■ **Work instructions**:
Arrange every line of the entries below as a Markdown table with two columns, Row and Line. Number the rows in order and leave out any blank lines.

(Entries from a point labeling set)
● ● ● ● ● ● ●
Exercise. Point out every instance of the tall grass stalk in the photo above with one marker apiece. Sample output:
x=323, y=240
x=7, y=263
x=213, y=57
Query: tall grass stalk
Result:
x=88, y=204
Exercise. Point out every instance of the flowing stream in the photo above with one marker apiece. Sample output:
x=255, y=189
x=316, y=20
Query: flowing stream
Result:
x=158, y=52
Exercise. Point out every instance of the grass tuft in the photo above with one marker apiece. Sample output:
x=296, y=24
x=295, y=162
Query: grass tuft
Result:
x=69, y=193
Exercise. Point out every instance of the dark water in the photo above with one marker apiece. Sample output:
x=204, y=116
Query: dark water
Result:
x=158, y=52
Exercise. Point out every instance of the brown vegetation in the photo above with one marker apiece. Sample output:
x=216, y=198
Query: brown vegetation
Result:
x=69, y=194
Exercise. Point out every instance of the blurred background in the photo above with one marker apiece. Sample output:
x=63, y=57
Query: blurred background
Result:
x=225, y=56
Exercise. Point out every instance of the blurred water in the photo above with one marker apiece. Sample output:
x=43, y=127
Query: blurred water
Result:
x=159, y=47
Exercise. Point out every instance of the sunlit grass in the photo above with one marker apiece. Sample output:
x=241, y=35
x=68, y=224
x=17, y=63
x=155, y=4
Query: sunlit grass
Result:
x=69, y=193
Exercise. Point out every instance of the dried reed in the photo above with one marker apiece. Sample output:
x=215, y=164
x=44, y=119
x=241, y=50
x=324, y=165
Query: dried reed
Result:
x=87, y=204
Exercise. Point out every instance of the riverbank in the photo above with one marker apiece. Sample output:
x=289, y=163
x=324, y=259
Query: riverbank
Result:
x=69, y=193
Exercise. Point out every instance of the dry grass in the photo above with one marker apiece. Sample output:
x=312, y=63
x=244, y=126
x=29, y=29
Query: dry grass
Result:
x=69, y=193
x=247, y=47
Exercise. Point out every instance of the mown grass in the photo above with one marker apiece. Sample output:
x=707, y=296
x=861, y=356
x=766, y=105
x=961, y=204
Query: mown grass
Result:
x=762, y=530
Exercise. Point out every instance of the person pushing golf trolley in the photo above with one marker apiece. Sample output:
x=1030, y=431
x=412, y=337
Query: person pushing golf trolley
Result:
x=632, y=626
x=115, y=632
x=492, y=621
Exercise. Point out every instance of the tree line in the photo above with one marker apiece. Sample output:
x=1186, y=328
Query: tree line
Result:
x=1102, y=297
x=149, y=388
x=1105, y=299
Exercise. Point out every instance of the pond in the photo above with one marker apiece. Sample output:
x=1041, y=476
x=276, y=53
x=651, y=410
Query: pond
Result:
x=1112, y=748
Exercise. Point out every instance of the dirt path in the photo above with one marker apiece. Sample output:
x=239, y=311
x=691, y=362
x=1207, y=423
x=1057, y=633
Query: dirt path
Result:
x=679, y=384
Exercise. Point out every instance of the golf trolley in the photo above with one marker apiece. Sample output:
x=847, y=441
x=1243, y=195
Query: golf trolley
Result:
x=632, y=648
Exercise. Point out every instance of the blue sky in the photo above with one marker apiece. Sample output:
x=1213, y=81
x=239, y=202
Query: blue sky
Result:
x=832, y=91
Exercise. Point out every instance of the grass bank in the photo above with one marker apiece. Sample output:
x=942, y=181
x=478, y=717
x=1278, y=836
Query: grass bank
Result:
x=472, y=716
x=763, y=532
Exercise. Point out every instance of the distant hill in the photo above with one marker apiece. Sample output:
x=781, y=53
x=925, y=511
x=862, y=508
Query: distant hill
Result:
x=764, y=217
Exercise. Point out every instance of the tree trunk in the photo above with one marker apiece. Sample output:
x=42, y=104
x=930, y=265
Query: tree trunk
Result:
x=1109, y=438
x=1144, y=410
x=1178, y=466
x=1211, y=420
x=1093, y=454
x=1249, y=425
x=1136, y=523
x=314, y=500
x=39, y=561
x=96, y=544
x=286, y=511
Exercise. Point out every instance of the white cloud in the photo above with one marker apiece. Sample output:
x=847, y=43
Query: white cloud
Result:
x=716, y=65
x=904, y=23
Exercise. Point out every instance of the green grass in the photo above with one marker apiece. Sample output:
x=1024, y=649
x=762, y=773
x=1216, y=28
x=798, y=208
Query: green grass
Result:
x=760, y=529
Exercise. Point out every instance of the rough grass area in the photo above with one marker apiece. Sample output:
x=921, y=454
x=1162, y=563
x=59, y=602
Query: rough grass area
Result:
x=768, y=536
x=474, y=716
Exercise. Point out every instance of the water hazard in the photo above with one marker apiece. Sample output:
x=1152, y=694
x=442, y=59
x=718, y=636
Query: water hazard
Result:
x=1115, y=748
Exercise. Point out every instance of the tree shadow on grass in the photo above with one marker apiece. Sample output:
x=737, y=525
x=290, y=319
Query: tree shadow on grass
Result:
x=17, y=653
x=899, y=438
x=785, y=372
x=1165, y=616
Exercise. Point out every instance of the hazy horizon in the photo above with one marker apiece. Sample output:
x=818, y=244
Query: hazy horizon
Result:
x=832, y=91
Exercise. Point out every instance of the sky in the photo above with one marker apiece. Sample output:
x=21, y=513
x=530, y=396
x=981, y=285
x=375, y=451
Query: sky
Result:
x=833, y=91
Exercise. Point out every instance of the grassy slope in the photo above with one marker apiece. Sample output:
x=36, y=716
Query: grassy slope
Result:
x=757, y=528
● ● ● ● ● ● ●
■ **Response to this task**:
| Row | Line |
|---|---|
| 1 | Exercise. Point out every instance of the tall grass stalk in the photo above with one marker apiece. Sample output: |
| 2 | x=323, y=240 |
| 3 | x=7, y=263 |
| 4 | x=213, y=57 |
| 5 | Query: tall grass stalk |
| 6 | Result: |
| 7 | x=88, y=204 |
| 8 | Exercise. Point out every instance of the flowing stream in the photo above with one marker apiece. Sample output: |
| 9 | x=255, y=189 |
| 10 | x=316, y=20 |
| 11 | Query: flowing stream |
| 12 | Result: |
| 13 | x=158, y=52 |
| 14 | Exercise. Point out every instance of the grass tuft in the photo above with one marker apiece. Sample output: |
| 15 | x=296, y=24 |
| 16 | x=295, y=162 |
| 17 | Query: grass tuft |
| 18 | Result: |
| 19 | x=69, y=193 |
| 20 | Exercise. Point out every instance of the dark water in the photo above with one marker apiece. Sample output: |
| 21 | x=204, y=116 |
| 22 | Query: dark water |
| 23 | Result: |
| 24 | x=158, y=52 |
| 25 | Exercise. Point out every instance of the brown vegetation in the photo above with one marker apiece. Sample output: |
| 26 | x=216, y=198 |
| 27 | Query: brown vegetation |
| 28 | Result: |
| 29 | x=69, y=194 |
| 30 | Exercise. Point out every instance of the blurred background in the photo above with one marker apiece. Sample output: |
| 31 | x=63, y=57 |
| 32 | Query: blurred background |
| 33 | Result: |
| 34 | x=225, y=56 |
| 35 | Exercise. Point out every instance of the blurred water in the photo above with one marker apiece. Sample output: |
| 36 | x=43, y=127 |
| 37 | Query: blurred water |
| 38 | Result: |
| 39 | x=159, y=47 |
| 40 | Exercise. Point out every instance of the sunlit grass in the photo above with one marker apiece. Sample output: |
| 41 | x=241, y=35 |
| 42 | x=68, y=224 |
| 43 | x=17, y=63 |
| 44 | x=155, y=4 |
| 45 | Query: sunlit grass |
| 46 | Result: |
| 47 | x=69, y=193 |
| 48 | Exercise. Point out every instance of the dried reed in the photo above with one marker apiece. Sample output: |
| 49 | x=215, y=164 |
| 50 | x=44, y=119 |
| 51 | x=241, y=50 |
| 52 | x=324, y=165 |
| 53 | Query: dried reed |
| 54 | Result: |
| 55 | x=87, y=204 |
| 56 | Exercise. Point out every instance of the riverbank in the photo above with one marker apiece. Sample output: |
| 57 | x=289, y=163 |
| 58 | x=324, y=259 |
| 59 | Query: riverbank |
| 60 | Result: |
| 61 | x=69, y=193 |
| 62 | Exercise. Point out every instance of the dry grass in the photo above with one marker apiece. Sample output: |
| 63 | x=312, y=63 |
| 64 | x=244, y=126 |
| 65 | x=29, y=29 |
| 66 | Query: dry grass |
| 67 | Result: |
| 68 | x=69, y=193 |
| 69 | x=247, y=47 |
| 70 | Exercise. Point out every instance of the mown grass in the photo above with one marker apiece. Sample output: |
| 71 | x=707, y=296 |
| 72 | x=861, y=356 |
| 73 | x=766, y=105 |
| 74 | x=961, y=204 |
| 75 | Query: mown grass |
| 76 | Result: |
| 77 | x=762, y=530 |
| 78 | Exercise. Point out every instance of the person pushing golf trolley in the photo above with one marker apiece. Sample output: |
| 79 | x=1030, y=431 |
| 80 | x=412, y=337 |
| 81 | Query: person pushing golf trolley |
| 82 | Result: |
| 83 | x=632, y=626 |
| 84 | x=115, y=632 |
| 85 | x=492, y=621 |
| 86 | Exercise. Point out every instance of the tree line in the photo above with one marker apiece. Sample output: |
| 87 | x=1186, y=328 |
| 88 | Query: tree line |
| 89 | Result: |
| 90 | x=1102, y=297 |
| 91 | x=149, y=388 |
| 92 | x=1105, y=299 |
| 93 | Exercise. Point out every instance of the pond in the photo above with one marker apiece. Sample output: |
| 94 | x=1041, y=476 |
| 95 | x=276, y=53 |
| 96 | x=651, y=410 |
| 97 | Query: pond |
| 98 | Result: |
| 99 | x=1112, y=748 |
| 100 | Exercise. Point out every instance of the dirt path in the photo above with one marker apiece. Sample output: |
| 101 | x=239, y=311 |
| 102 | x=691, y=362 |
| 103 | x=1207, y=423 |
| 104 | x=1057, y=633 |
| 105 | Query: dirt path |
| 106 | Result: |
| 107 | x=679, y=384 |
| 108 | Exercise. Point out every instance of the golf trolley in the photo above with one marker apiece. Sample output: |
| 109 | x=847, y=441 |
| 110 | x=1243, y=195 |
| 111 | Query: golf trolley |
| 112 | Result: |
| 113 | x=632, y=648 |
| 114 | Exercise. Point out every instance of the blue sky in the photo above with one marker apiece. Sample output: |
| 115 | x=1213, y=81 |
| 116 | x=239, y=202 |
| 117 | Query: blue sky |
| 118 | Result: |
| 119 | x=832, y=91 |
| 120 | Exercise. Point out every instance of the grass bank in the photo above with one marker apiece. Sample output: |
| 121 | x=942, y=181 |
| 122 | x=478, y=717 |
| 123 | x=1278, y=836 |
| 124 | Query: grass bank |
| 125 | Result: |
| 126 | x=472, y=716 |
| 127 | x=763, y=532 |
| 128 | Exercise. Point out every instance of the distant hill in the photo above with one marker apiece. Sample output: |
| 129 | x=781, y=53 |
| 130 | x=925, y=511 |
| 131 | x=862, y=508 |
| 132 | Query: distant hill |
| 133 | Result: |
| 134 | x=764, y=217 |
| 135 | Exercise. Point out every instance of the tree trunk in the photo above with one marker apiece. Sample output: |
| 136 | x=42, y=104 |
| 137 | x=930, y=265 |
| 138 | Query: tree trunk |
| 139 | Result: |
| 140 | x=1109, y=438 |
| 141 | x=1144, y=410 |
| 142 | x=1178, y=466 |
| 143 | x=1211, y=420 |
| 144 | x=1093, y=454 |
| 145 | x=1249, y=425 |
| 146 | x=1136, y=523 |
| 147 | x=314, y=500 |
| 148 | x=39, y=561 |
| 149 | x=96, y=544 |
| 150 | x=286, y=511 |
| 151 | Exercise. Point out every instance of the white cloud in the photo above with one marker apiece. Sample output: |
| 152 | x=847, y=43 |
| 153 | Query: white cloud |
| 154 | Result: |
| 155 | x=716, y=65 |
| 156 | x=904, y=23 |
| 157 | Exercise. Point out every instance of the green grass in the photo above with one marker apiece. Sample output: |
| 158 | x=1024, y=649 |
| 159 | x=762, y=773 |
| 160 | x=1216, y=28 |
| 161 | x=798, y=208 |
| 162 | Query: green grass |
| 163 | Result: |
| 164 | x=760, y=529 |
| 165 | Exercise. Point out every instance of the rough grass area in the photo above with one marker apiece. Sample output: |
| 166 | x=921, y=454 |
| 167 | x=1162, y=563 |
| 168 | x=59, y=602 |
| 169 | Query: rough grass area |
| 170 | Result: |
| 171 | x=768, y=536 |
| 172 | x=474, y=716 |
| 173 | Exercise. Point out every instance of the water hazard in the photo above with one marker apiece. Sample output: |
| 174 | x=1152, y=694 |
| 175 | x=442, y=59 |
| 176 | x=718, y=636 |
| 177 | Query: water hazard |
| 178 | Result: |
| 179 | x=1115, y=748 |
| 180 | Exercise. Point out every instance of the tree shadow on grass in the photo above with one marker apiece. Sample output: |
| 181 | x=737, y=525 |
| 182 | x=290, y=319 |
| 183 | Query: tree shadow on grass |
| 184 | Result: |
| 185 | x=17, y=653 |
| 186 | x=899, y=438 |
| 187 | x=785, y=372 |
| 188 | x=1165, y=616 |
| 189 | Exercise. Point out every instance of the hazy horizon in the photo above with one marker apiece. Sample output: |
| 190 | x=818, y=244 |
| 191 | Query: hazy horizon |
| 192 | Result: |
| 193 | x=832, y=91 |
| 194 | Exercise. Point out every instance of the sky in the photo above with one marker apiece. Sample output: |
| 195 | x=21, y=513 |
| 196 | x=530, y=396 |
| 197 | x=981, y=285 |
| 198 | x=375, y=451 |
| 199 | Query: sky |
| 200 | Result: |
| 201 | x=833, y=91 |
| 202 | Exercise. Point out every instance of the grassy slope in the photo above with one marker apiece. Sample output: |
| 203 | x=36, y=716 |
| 204 | Query: grassy slope |
| 205 | Result: |
| 206 | x=757, y=528 |